■ EXERCISE PROMPT ■
Retype the data that follows line by line, exactly, and leave its pictures out.

___

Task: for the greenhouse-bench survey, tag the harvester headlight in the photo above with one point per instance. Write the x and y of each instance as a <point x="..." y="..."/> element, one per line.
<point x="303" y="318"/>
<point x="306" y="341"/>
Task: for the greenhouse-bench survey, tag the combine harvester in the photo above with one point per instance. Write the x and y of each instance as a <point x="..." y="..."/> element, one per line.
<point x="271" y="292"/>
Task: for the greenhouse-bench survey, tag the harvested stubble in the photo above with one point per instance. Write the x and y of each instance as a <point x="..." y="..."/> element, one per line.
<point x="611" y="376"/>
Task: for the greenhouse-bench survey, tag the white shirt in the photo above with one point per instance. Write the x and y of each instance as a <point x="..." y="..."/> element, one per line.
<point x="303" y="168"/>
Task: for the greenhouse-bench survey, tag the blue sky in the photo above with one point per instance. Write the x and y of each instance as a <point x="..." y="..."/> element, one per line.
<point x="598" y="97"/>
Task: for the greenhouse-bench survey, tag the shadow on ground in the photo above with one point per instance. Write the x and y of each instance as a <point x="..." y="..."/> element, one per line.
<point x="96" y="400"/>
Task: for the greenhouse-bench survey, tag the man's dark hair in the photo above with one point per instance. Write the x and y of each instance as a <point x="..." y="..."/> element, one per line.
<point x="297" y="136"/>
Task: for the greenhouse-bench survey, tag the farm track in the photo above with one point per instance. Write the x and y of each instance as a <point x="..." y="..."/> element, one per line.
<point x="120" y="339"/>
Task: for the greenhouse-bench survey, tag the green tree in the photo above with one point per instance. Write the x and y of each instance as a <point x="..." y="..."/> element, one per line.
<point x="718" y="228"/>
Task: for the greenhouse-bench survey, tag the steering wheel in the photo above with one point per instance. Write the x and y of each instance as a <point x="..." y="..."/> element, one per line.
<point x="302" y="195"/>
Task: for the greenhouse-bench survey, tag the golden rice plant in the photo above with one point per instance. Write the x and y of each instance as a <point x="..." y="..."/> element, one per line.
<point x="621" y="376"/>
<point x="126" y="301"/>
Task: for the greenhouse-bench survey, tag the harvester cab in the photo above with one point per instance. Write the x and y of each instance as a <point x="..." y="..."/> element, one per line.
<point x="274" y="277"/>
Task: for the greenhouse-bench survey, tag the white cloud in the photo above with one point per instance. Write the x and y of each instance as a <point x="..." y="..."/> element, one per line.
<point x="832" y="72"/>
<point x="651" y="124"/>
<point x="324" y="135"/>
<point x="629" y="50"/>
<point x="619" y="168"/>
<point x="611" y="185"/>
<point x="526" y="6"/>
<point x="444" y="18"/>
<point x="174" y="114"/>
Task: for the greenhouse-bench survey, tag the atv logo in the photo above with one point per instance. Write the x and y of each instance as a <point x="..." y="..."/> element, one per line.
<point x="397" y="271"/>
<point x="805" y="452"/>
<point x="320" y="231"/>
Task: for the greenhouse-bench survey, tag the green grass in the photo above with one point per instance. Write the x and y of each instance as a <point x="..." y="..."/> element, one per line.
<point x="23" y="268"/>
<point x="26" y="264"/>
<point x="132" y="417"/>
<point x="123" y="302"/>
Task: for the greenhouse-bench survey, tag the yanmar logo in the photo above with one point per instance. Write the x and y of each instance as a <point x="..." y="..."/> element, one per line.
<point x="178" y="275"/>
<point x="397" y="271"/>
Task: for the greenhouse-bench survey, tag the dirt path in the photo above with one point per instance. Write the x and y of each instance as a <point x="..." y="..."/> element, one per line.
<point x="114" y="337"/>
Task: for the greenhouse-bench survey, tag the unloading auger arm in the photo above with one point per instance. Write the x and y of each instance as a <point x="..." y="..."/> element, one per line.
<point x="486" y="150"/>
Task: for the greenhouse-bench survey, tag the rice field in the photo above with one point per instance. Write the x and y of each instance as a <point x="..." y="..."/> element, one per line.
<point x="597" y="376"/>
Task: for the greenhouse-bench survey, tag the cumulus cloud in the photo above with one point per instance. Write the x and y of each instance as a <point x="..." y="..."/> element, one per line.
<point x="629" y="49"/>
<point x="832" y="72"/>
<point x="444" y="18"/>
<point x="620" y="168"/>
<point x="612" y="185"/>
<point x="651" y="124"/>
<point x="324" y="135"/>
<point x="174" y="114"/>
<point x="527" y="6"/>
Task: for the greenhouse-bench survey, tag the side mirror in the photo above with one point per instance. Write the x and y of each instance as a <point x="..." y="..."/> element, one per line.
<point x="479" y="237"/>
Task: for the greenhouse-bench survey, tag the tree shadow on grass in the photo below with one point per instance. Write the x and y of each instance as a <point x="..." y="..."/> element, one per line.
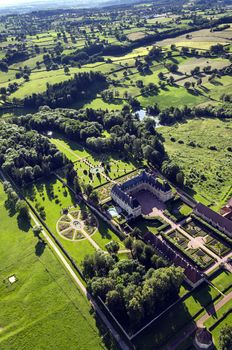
<point x="23" y="224"/>
<point x="103" y="229"/>
<point x="40" y="247"/>
<point x="167" y="330"/>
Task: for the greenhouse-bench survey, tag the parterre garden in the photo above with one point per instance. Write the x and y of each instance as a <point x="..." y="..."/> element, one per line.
<point x="200" y="147"/>
<point x="181" y="242"/>
<point x="169" y="325"/>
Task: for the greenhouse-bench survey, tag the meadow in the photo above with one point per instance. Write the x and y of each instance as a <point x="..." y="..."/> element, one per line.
<point x="168" y="326"/>
<point x="49" y="197"/>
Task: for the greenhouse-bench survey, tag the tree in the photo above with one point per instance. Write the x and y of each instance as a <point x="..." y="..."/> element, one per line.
<point x="22" y="209"/>
<point x="225" y="338"/>
<point x="112" y="247"/>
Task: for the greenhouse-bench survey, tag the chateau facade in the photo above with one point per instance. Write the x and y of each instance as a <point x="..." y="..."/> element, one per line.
<point x="123" y="194"/>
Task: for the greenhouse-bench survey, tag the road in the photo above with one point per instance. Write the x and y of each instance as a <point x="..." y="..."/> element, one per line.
<point x="74" y="276"/>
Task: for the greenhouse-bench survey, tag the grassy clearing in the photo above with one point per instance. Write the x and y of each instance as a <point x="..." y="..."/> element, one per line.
<point x="53" y="197"/>
<point x="43" y="299"/>
<point x="208" y="172"/>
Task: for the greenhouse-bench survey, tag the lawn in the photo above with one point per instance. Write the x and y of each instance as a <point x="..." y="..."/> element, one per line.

___

■ TASK RESULT ■
Task: for the greenhouse-bench survey, tag the harvester headlight in the photo above with one point per instance. Write the x and y of each instance as a <point x="..." y="..."/> element, one per line.
<point x="303" y="318"/>
<point x="306" y="341"/>
Task: for the greenhouse-bench survey, tag the combine harvester in the photo above with one point per instance. Write the x and y of each instance as a <point x="..." y="..."/> element, one per line.
<point x="271" y="292"/>
Task: for the greenhouse-bench survey, tag the harvested stubble in the photo above with one point per instance. Write the x and y of each instance as a <point x="..." y="..."/> element, one per line.
<point x="611" y="376"/>
Task: for the greenhouse-bench survey, tag the white shirt in the photo above with one point per instance. Write the x and y of each instance as a <point x="..." y="..."/> element, one per line.
<point x="303" y="168"/>
Task: for the greenhouse-bench survey, tag the blue sky in the photo above with one point per instance. Write the x and y of each instance as a <point x="..." y="..."/> element, one per line.
<point x="598" y="97"/>
Task: for the greenhouse-bench survey, tag the shadow on ground in the photo above with one point per instance. Write the x and y of each instance as a <point x="..." y="..."/> element, one per line.
<point x="96" y="400"/>
Task: for the greenhouse-bench survey, tag the man's dark hair in the photo above with one point per instance. Write the x and y of each instance as a <point x="..." y="..."/> element, one per line.
<point x="297" y="136"/>
Task: for the greenhouse-bench survey, tag the farm track in the photo above with one point per instance. Write the x and y of each instance as a <point x="..." y="..."/> element, one per line.
<point x="120" y="339"/>
Task: for the greenhouse-bench survey, tag the green tree in the photo above with one point per instance. Write the x and y of each instance as a <point x="..." y="..."/> element, one per line.
<point x="718" y="228"/>
Task: for the greenhouse-bench survey, tag the steering wheel in the photo above with one point per instance. Write the x and y of each instance as a <point x="..." y="..."/> element, one per line.
<point x="302" y="195"/>
Task: for the greenhouse-bench survey, tag the golden rice plant in the photo above with one point per instance. Write the x and y of each instance as a <point x="..." y="..."/> element, one per line.
<point x="621" y="376"/>
<point x="126" y="301"/>
Task: for the greenhouse-bench survey, tag the harvester cab in the photo above with one point per instance. Write the x and y of each instance as a <point x="..." y="..."/> element, one per line.
<point x="274" y="277"/>
Task: for the greenhouse-bench survey, tag the white cloud in the photo above with one point per instance. Write the x and y of each instance as a <point x="..." y="..."/> element, one per line.
<point x="832" y="72"/>
<point x="651" y="124"/>
<point x="324" y="135"/>
<point x="629" y="50"/>
<point x="619" y="168"/>
<point x="611" y="185"/>
<point x="526" y="6"/>
<point x="444" y="18"/>
<point x="174" y="114"/>
Task: for the greenhouse-bench survey, tag the atv logo in the photo above with one point per instance. Write the x and y of each instance as a <point x="..." y="..."/> element, one per line.
<point x="397" y="271"/>
<point x="805" y="452"/>
<point x="320" y="231"/>
Task: for the greenhouse-bench survey, tag the green grass in the photo above with one point per instance. Write the x and y of each instance as a <point x="..." y="..."/> element, one per line.
<point x="23" y="268"/>
<point x="26" y="264"/>
<point x="132" y="417"/>
<point x="123" y="302"/>
Task: for the greenhouse-bench survey, tag the yanmar logo in the photo above with one point per instance. Write the x and y of each instance as a <point x="..." y="..."/> element, one per line.
<point x="178" y="275"/>
<point x="397" y="271"/>
Task: for the greenhouse-bench survey, tag the dirt path in the photo above with one point per instance. Write the x and y of each instance as a <point x="..." y="..."/> element, one per line.
<point x="114" y="337"/>
Task: for the greenhouse-bench survey, tag the unloading auger arm in the photo above with one point per instance. Write the x and y of each instance as a <point x="..." y="..."/> element, one per line.
<point x="486" y="150"/>
Task: for the greenhouse-bench survey, tag the rice field in the photo above with one point per instance. Write the x and y of each instance as a <point x="..." y="..."/> element, one per line.
<point x="597" y="376"/>
Task: for the greenhouse-bench survey, tag the cumulus cloud in the photo above with one point per instance. Write the x and y of each instance as a <point x="..." y="..."/> element, one per line.
<point x="629" y="49"/>
<point x="832" y="72"/>
<point x="444" y="18"/>
<point x="620" y="168"/>
<point x="612" y="185"/>
<point x="651" y="124"/>
<point x="324" y="135"/>
<point x="174" y="114"/>
<point x="527" y="6"/>
Task: for the greenhouse-bench survey, tag the side mirror in the photo above with one point per instance. Write the x and y of each instance as a <point x="..." y="..."/> element, one per line.
<point x="479" y="237"/>
Task: for the greenhouse-bench survey, tag the tree shadow on grass in the photo below with one point per instance. Write the x and y of each instance as a <point x="..." y="..."/> element, one per line.
<point x="23" y="224"/>
<point x="103" y="229"/>
<point x="40" y="247"/>
<point x="167" y="330"/>
Task: for the greenhouse-bench survey, tag the parterre garden in the photo above with one point per instance. Write the x and y of each instance as a <point x="..." y="..."/> element, one per line.
<point x="200" y="147"/>
<point x="181" y="242"/>
<point x="169" y="325"/>
Task: for the greenhouse-bench survey, tag the meadow in the photo above with one point per instance. Write the x and y of each instance as a <point x="..." y="..."/> element, one per line.
<point x="168" y="326"/>
<point x="49" y="197"/>
Task: for the greenhouse-bench survey, tag the tree in the photo above with one point per instance. Write the x and y of each instance as a <point x="..." y="..."/> element, one per line.
<point x="22" y="209"/>
<point x="225" y="338"/>
<point x="112" y="247"/>
Task: for the greenhouse-bench survey, tag the chateau facade in the photo above with one point per instance. Write the x and y of each instance as a <point x="..." y="..."/> element, one per line.
<point x="123" y="194"/>
Task: for the greenhouse-bench survey, tag the road in the photo above with one point per instance. Write the x and y of each instance as a <point x="..." y="..."/> element, one per line.
<point x="74" y="276"/>
Task: for the greenhouse-bench survey, tag the grassy clearing in the photo above with one point per instance. Write the x and y of each instance as a <point x="..." y="..."/> element, one per line.
<point x="53" y="197"/>
<point x="43" y="299"/>
<point x="208" y="172"/>
Task: for the greenhouse-bench survey, tag the lawn in the photo above with one point per instance. Write the x and y of each instance as a <point x="..." y="..."/> element, one per line.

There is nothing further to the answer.